▶ QUOTED PASSAGE:
Differentiate $4 \sin{\left(x \right)} - 5 \cot{\left(x \right)}$ term by term:
1. The derivative of a constant times a function is the constant times the derivative of the function.
  1. The derivative of sine is cosine:
    
    $\frac{d}{d x} \sin{\left(x \right)} = \cos{\left(x \right)}$
  So, the result is: $4 \cos{\left(x \right)}$
2. The derivative of a constant times a function is the constant times the derivative of the function.
  1. There are multiple ways to do this derivative.
    Method #1
    1. Rewrite the function to be differentiated:
      
      $\cot{\left(x \right)} = \frac{1}{\tan{\left(x \right)}}$
    2. Let $u = \tan{\left(x \right)}$ .
    3. Apply the power rule: $\frac{1}{u}$ goes to $- \frac{1}{u^{2}}$
    4. Then, apply the chain rule. Multiply by $\frac{d}{d x} \tan{\left(x \right)}$ :
      
      Rewrite the function to be differentiated:
      
      $\tan{\left(x \right)} = \frac{\sin{\left(x \right)}}{\cos{\left(x \right)}}$
      
      Apply the quotient rule, which is:
      
      $\frac{d}{d x} \frac{f{\left(x \right)}}{g{\left(x \right)}} = \frac{- f{\left(x \right)} \frac{d}{d x} g{\left(x \right)} + g{\left(x \right)} \frac{d}{d x} f{\left(x \right)}}{g^{2}{\left(x \right)}}$
      
      $f{\left(x \right)} = \sin{\left(x \right)}$ and $g{\left(x \right)} = \cos{\left(x \right)}$ .

▶ COLLECTED MATERIAL:
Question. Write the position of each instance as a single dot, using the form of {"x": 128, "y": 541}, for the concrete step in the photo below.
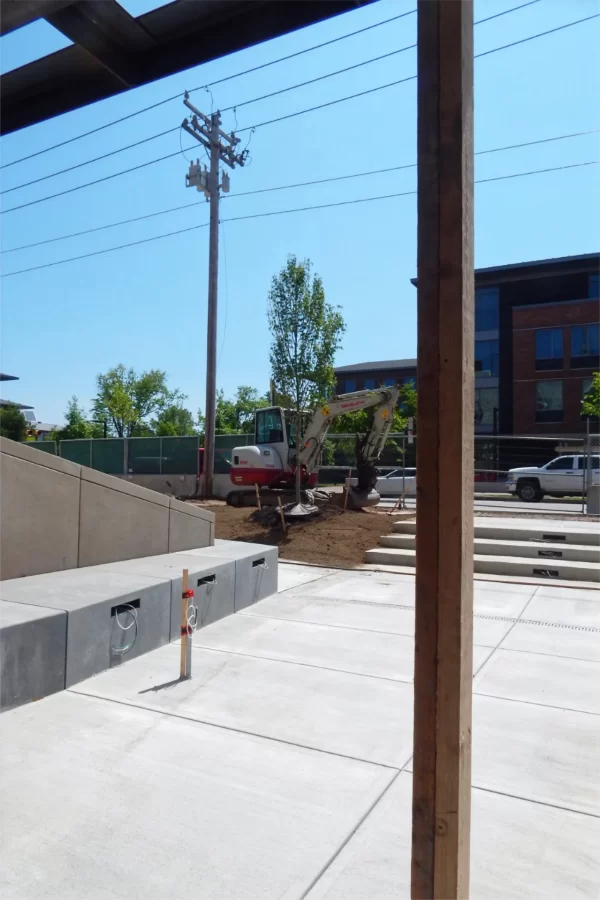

▶ DIRECTIVES:
**a.** Repeat the part of the differentiation steps from "1. The derivative of sine" up to and including "do this derivative.".
**b.** In the differentiation steps, what substitution does Method #1 make?

▶ TASK-BY-TASK OUTPUTS:
**a.**
1. The derivative of sine is cosine:
    
    $\frac{d}{d x} \sin{\left(x \right)} = \cos{\left(x \right)}$
  So, the result is: $4 \cos{\left(x \right)}$
2. The derivative of a constant times a function is the constant times the derivative of the function.
  1. There are multiple ways to do this derivative.

**b.** It lets u = tan(x).